* [Excerpt provided]:
● ● ● ●

Personally, I would think it would count as obscure for this month if one thinks that most of the people here in this club would view it as obscure, and what you are referring to sounds like it would be obscure to me.
yep, that's clear and reasonable enough

Ok, then brace yourself for some Italian authors - I am shunning Cassola, Pavese, Sciascia, whom I love dearly but I presume they are either well known, or (as for Cassola) it is hard to find good tralsations, let alone ebooks!

So I will kick off with Dacia Maraini's The Silent Duchess (original title La lunga vita di Marianna Ucrìa in case translations use different titles). Here is goodreads' blurb:

Quote:
Finalist for the International Man Booker Prize, winner of the Premio Campiello (Italy’s equivalent of the National Book Award), short-listed for the Independent Foreign Fiction Award upon its first English-language publication in the U.K., and published to critical acclaim in fourteen languages, this mesmerizing historical novel by one of Italy’s premier women writers is available in the United States for the first time.

The Silent Duchess is the story of Marianna Ucrìa, the victim of a mysterious childhood trauma that has left her deaf and mute, trapped in a world of silence. Marianna searches for knowledge and fulfillment in a society where women have few choices. In luminous language that conveys both the keen visual sight and the deep human insight possessed by her remarkable main character, Dacia Maraini captures the splendor and the corruption of Marianna’s world and the strength of her spirit. The Silent Duchess is the timeless story of one woman’s struggle to find her own voice after years of silence.

● ● ● ●

* [Data extract]:
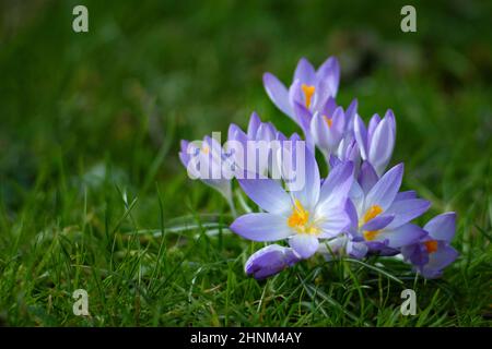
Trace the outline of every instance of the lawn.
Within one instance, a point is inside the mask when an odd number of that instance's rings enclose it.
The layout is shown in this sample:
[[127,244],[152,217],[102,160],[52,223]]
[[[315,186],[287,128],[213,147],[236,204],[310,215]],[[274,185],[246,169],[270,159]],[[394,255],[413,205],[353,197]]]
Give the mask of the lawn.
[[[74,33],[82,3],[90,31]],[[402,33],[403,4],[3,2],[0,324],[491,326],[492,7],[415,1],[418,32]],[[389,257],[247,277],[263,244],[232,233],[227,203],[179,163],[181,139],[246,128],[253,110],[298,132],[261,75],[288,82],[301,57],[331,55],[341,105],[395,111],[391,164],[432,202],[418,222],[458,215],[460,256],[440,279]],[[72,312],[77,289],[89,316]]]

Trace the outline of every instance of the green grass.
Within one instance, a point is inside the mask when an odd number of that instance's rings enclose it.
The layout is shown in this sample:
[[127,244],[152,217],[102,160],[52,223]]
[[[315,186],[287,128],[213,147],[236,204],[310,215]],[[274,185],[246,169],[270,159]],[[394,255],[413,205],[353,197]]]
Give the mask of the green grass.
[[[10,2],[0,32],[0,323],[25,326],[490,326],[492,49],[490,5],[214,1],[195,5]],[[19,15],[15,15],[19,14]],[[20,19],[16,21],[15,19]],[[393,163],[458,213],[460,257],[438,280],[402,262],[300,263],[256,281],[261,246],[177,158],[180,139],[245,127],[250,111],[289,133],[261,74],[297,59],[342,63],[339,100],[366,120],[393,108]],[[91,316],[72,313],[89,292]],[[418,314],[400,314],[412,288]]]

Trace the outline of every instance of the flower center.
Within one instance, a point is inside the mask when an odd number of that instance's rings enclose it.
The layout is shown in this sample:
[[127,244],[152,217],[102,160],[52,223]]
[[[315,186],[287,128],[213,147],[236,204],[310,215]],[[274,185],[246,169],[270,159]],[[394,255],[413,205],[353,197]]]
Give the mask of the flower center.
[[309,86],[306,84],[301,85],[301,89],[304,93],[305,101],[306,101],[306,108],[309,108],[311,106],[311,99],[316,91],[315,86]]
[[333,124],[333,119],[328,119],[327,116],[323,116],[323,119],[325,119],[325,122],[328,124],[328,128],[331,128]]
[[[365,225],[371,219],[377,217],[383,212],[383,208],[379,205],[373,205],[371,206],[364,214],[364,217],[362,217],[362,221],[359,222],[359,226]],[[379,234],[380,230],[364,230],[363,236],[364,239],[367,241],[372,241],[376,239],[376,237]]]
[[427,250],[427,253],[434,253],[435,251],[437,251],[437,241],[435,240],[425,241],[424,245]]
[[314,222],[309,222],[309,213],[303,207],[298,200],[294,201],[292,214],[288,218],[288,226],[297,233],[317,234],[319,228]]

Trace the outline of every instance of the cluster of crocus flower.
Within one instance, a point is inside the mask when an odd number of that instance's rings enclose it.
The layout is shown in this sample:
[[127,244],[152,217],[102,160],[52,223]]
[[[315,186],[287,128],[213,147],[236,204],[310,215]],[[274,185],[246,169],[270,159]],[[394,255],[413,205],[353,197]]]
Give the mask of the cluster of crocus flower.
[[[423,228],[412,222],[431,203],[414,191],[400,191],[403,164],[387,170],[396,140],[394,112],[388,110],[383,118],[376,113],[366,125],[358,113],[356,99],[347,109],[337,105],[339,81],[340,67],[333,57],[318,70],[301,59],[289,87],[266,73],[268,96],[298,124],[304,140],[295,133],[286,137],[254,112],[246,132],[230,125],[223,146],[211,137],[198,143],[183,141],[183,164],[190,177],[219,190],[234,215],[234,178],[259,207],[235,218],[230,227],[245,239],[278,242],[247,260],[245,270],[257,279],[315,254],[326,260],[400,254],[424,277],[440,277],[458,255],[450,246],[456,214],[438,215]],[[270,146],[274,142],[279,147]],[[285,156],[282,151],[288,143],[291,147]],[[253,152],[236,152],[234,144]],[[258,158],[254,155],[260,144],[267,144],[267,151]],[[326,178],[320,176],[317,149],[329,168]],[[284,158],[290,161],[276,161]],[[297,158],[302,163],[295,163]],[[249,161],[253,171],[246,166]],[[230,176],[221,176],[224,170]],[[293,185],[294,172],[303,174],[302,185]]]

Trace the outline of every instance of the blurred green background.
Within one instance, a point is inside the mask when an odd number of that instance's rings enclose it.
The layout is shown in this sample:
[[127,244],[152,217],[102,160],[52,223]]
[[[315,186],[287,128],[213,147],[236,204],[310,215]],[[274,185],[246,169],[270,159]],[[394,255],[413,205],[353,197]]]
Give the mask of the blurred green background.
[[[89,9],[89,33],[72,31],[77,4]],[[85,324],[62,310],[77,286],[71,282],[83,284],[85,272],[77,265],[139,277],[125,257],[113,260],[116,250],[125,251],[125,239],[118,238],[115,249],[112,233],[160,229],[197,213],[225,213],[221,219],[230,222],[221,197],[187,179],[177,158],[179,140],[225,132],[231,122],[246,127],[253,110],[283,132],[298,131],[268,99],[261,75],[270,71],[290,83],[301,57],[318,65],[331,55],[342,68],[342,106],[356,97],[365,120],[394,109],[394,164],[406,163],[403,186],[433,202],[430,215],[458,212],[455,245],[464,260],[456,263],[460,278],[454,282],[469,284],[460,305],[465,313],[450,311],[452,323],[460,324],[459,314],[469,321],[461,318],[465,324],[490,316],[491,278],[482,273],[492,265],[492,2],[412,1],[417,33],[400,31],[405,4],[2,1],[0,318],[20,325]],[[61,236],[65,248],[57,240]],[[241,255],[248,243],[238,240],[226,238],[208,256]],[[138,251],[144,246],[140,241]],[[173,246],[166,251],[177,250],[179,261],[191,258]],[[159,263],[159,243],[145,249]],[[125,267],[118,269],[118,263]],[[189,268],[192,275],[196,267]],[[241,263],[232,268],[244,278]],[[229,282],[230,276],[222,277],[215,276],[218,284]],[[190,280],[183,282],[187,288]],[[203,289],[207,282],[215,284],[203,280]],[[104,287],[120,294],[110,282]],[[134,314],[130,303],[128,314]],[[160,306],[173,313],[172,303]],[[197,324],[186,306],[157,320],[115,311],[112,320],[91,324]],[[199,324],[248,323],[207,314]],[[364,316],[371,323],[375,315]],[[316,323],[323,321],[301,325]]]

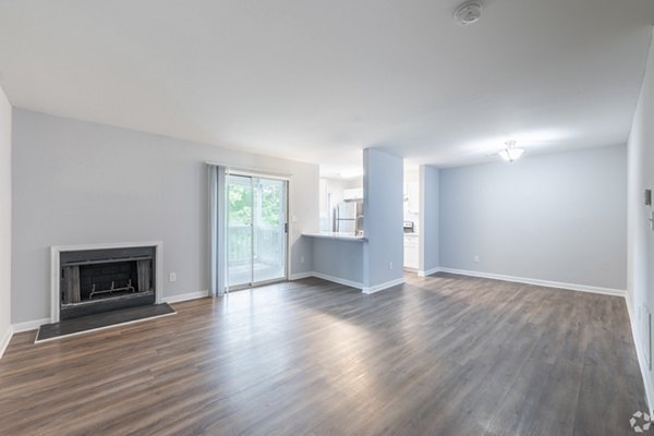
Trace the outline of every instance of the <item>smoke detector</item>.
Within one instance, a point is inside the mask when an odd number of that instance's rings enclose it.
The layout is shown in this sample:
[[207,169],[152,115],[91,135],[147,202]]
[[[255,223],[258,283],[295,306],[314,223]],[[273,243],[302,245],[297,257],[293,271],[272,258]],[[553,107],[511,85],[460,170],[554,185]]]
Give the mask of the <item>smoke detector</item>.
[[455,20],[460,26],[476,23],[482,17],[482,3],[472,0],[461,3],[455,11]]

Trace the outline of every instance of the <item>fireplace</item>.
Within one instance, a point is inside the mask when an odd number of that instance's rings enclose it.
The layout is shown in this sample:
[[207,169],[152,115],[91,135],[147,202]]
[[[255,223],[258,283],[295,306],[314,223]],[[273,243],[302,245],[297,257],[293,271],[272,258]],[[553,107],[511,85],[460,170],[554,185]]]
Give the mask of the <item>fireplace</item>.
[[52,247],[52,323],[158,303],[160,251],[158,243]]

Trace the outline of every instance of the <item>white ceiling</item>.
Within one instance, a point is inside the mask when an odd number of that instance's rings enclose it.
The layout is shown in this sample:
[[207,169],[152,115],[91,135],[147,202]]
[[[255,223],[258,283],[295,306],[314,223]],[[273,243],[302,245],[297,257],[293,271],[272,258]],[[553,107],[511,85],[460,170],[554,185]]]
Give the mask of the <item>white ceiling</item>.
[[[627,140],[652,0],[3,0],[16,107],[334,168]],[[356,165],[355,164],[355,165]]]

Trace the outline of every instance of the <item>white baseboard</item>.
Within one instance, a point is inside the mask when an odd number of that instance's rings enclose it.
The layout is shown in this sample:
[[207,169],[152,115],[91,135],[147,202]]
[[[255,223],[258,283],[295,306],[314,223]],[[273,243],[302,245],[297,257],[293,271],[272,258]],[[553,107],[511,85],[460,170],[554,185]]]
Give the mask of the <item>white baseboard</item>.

● ● ● ●

* [Instruction 1]:
Using the forum post, decide whether each statement agrees with it: (a) The poster plans to recommend Cassola, Pavese, and Sciascia. (b) The Silent Duchess won the Premio Campiello. (c) Marianna Ucrìa was born deaf and mute. For each, answer yes or no and quote the deciding words.
* [Instruction 2]:
Reproduce word for word the stretch of the forum post from "Ok, then brace" through "the first time.".
* [Instruction 3]:
According to the forum post, what is the original Italian title of The Silent Duchess?

* [Full solution 1]:
(a) No: "I am shunning Cassola, Pavese, Sciascia"
(b) Yes: "winner of the Premio Campiello"
(c) No: "the victim of a mysterious childhood trauma that has left her deaf and mute"

* [Full solution 2]:
Ok, then brace yourself for some Italian authors - I am shunning Cassola, Pavese, Sciascia, whom I love dearly but I presume they are either well known, or (as for Cassola) it is hard to find good tralsations, let alone ebooks!

So I will kick off with Dacia Maraini's The Silent Duchess (original title La lunga vita di Marianna Ucrìa in case translations use different titles). Here is goodreads' blurb:

Quote:
Finalist for the International Man Booker Prize, winner of the Premio Campiello (Italy’s equivalent of the National Book Award), short-listed for the Independent Foreign Fiction Award upon its first English-language publication in the U.K., and published to critical acclaim in fourteen languages, this mesmerizing historical novel by one of Italy’s premier women writers is available in the United States for the first time.

* [Full solution 3]:
La lunga vita di Marianna Ucrìa